* Records provided *
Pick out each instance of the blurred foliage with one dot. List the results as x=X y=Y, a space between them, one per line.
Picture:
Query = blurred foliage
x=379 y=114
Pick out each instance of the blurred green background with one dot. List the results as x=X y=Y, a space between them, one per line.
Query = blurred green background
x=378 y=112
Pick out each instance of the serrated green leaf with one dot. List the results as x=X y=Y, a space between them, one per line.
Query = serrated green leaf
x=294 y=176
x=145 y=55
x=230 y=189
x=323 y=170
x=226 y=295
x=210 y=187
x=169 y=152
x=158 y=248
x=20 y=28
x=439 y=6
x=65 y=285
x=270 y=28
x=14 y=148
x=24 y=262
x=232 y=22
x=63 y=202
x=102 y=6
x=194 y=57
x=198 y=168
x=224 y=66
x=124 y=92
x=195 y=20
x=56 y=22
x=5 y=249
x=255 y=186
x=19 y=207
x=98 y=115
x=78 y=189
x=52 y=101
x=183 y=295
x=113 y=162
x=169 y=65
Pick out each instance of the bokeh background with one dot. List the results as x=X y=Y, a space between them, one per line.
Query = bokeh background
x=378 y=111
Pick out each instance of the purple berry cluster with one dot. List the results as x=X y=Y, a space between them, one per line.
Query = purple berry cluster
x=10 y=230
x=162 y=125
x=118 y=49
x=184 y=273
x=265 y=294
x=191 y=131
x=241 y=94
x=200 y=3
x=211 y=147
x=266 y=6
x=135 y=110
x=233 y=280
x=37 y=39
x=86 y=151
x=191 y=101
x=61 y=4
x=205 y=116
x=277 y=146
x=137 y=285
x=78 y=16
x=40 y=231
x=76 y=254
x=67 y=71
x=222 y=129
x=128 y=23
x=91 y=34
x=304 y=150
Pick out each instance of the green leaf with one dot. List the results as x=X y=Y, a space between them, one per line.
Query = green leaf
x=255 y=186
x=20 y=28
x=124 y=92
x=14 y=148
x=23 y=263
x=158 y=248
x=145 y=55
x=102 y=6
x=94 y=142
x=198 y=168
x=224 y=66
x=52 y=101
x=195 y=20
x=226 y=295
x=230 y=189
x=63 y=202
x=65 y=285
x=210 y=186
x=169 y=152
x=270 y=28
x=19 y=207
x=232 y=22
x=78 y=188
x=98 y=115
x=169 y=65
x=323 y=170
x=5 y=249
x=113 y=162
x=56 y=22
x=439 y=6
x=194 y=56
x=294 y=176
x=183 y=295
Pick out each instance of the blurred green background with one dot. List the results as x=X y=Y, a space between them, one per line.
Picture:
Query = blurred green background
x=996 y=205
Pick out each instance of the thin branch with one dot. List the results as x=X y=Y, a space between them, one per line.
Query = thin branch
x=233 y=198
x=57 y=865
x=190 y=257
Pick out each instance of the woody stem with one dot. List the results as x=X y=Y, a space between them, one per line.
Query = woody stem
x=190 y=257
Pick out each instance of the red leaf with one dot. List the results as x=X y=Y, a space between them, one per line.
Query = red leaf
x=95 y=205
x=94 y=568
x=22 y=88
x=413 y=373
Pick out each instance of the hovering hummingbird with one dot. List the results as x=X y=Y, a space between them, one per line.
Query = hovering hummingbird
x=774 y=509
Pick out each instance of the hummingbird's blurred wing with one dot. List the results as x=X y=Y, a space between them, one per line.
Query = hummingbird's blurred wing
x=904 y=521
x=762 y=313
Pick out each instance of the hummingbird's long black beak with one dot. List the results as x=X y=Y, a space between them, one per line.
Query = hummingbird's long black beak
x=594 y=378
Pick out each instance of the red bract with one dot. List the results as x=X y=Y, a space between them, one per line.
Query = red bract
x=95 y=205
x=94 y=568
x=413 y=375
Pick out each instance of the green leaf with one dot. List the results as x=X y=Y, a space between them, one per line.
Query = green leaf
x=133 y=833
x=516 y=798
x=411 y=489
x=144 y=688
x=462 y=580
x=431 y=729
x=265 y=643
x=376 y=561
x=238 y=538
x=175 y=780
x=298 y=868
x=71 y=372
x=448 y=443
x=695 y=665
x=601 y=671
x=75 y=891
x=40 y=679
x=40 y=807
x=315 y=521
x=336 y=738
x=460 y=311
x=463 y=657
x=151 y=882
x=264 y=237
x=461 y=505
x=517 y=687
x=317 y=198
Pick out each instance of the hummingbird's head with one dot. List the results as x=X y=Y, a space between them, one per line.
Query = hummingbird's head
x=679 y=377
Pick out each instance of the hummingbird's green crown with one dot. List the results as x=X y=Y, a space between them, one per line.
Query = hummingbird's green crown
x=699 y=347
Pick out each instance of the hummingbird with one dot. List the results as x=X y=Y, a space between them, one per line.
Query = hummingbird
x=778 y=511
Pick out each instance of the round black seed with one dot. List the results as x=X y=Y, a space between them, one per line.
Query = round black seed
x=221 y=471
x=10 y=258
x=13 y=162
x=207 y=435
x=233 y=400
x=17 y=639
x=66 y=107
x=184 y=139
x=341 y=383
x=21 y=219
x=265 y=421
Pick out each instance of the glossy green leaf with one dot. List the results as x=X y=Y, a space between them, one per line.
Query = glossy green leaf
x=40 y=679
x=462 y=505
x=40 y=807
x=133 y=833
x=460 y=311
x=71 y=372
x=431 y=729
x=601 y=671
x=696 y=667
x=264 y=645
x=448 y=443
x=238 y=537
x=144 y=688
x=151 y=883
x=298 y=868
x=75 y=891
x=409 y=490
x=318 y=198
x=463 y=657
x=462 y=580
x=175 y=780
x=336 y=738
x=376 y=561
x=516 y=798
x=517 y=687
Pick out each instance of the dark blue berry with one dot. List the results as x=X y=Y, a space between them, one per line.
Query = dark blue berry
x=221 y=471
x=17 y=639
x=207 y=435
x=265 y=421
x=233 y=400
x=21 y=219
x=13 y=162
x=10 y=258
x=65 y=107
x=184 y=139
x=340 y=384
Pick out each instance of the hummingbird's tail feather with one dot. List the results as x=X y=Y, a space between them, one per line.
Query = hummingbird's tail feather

* The problem *
Can you reproduce every line from the start of the items up to and including the line with "x=378 y=111", requests included, with each coordinate in the answers multiplied by 2.15 and rounded to a whole number, halves rounding up?

* Complete response *
Pick out each instance of the blurred foliage with one dot. List the results as x=X y=Y, a space between them, one per line.
Picture:
Query = blurred foliage
x=815 y=245
Pick out each instance of the blurred green background with one dot. List the results as x=X y=Y, a space between them, one per line.
Query = blurred green background
x=813 y=241
Pick out each instance of the serrated green leaf with one dot. List the results as x=X y=Y, a space between them, one per line.
Query = serrated green leaf
x=632 y=378
x=312 y=118
x=495 y=406
x=694 y=366
x=486 y=634
x=452 y=402
x=363 y=327
x=340 y=533
x=43 y=60
x=944 y=13
x=140 y=613
x=581 y=60
x=30 y=318
x=52 y=563
x=499 y=47
x=135 y=434
x=219 y=13
x=417 y=123
x=426 y=361
x=482 y=142
x=267 y=198
x=419 y=43
x=120 y=47
x=11 y=535
x=548 y=400
x=41 y=445
x=211 y=247
x=168 y=406
x=112 y=217
x=393 y=634
x=243 y=348
x=363 y=140
Pick out each instance of the bokeh background with one dot. List the results as x=X y=Y, a space between them, one per line.
Query = bokeh background
x=813 y=239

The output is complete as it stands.